Job.
Copy the rows from the line containing "<item>dusty ground</item>, I would be grateful." through the last row, changing "decided" to "determined" and keeping everything else the same.

begin Material for the task

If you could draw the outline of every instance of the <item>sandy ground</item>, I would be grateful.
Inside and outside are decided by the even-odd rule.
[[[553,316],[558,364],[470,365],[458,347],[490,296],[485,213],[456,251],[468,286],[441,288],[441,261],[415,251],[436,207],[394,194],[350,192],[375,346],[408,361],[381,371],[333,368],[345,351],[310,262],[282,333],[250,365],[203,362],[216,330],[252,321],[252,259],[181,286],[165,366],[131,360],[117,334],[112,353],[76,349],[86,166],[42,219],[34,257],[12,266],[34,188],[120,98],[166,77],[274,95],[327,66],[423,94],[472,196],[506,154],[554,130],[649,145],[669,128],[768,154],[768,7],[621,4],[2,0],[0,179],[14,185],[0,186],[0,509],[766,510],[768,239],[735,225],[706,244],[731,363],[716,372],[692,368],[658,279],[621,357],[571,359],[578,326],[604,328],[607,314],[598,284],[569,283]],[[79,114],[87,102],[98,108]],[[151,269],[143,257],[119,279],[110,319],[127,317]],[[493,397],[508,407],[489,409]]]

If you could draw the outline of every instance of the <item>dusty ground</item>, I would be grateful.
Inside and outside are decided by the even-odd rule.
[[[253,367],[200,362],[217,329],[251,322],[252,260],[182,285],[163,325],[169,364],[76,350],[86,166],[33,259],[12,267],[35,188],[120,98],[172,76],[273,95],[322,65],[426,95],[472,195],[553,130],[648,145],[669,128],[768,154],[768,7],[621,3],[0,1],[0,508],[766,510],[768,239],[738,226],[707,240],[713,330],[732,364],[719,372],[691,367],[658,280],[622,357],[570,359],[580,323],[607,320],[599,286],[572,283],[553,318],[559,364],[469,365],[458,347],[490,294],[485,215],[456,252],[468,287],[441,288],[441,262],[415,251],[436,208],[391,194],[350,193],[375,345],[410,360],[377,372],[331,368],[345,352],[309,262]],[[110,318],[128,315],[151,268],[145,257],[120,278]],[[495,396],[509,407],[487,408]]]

end Material for the task

Full response.
If you could draw the outline of every instance of the <item>dusty ground</item>, I would be grateful.
Inside and outside are determined by the even-odd rule.
[[[253,367],[200,362],[217,329],[251,322],[252,260],[182,285],[163,325],[169,364],[76,350],[86,166],[33,259],[12,267],[35,188],[120,98],[172,76],[273,95],[322,65],[426,95],[472,195],[553,130],[648,145],[669,128],[768,154],[768,7],[621,3],[0,1],[0,508],[766,510],[768,239],[738,226],[707,240],[713,330],[732,364],[719,372],[691,367],[658,280],[622,357],[570,359],[580,323],[607,320],[599,286],[572,283],[553,318],[559,364],[469,365],[458,347],[490,294],[485,215],[456,252],[468,287],[441,288],[441,262],[415,251],[436,208],[391,194],[350,193],[375,345],[410,360],[377,372],[331,368],[345,352],[309,262]],[[110,318],[128,315],[151,268],[145,257],[120,278]],[[495,396],[509,407],[487,408]]]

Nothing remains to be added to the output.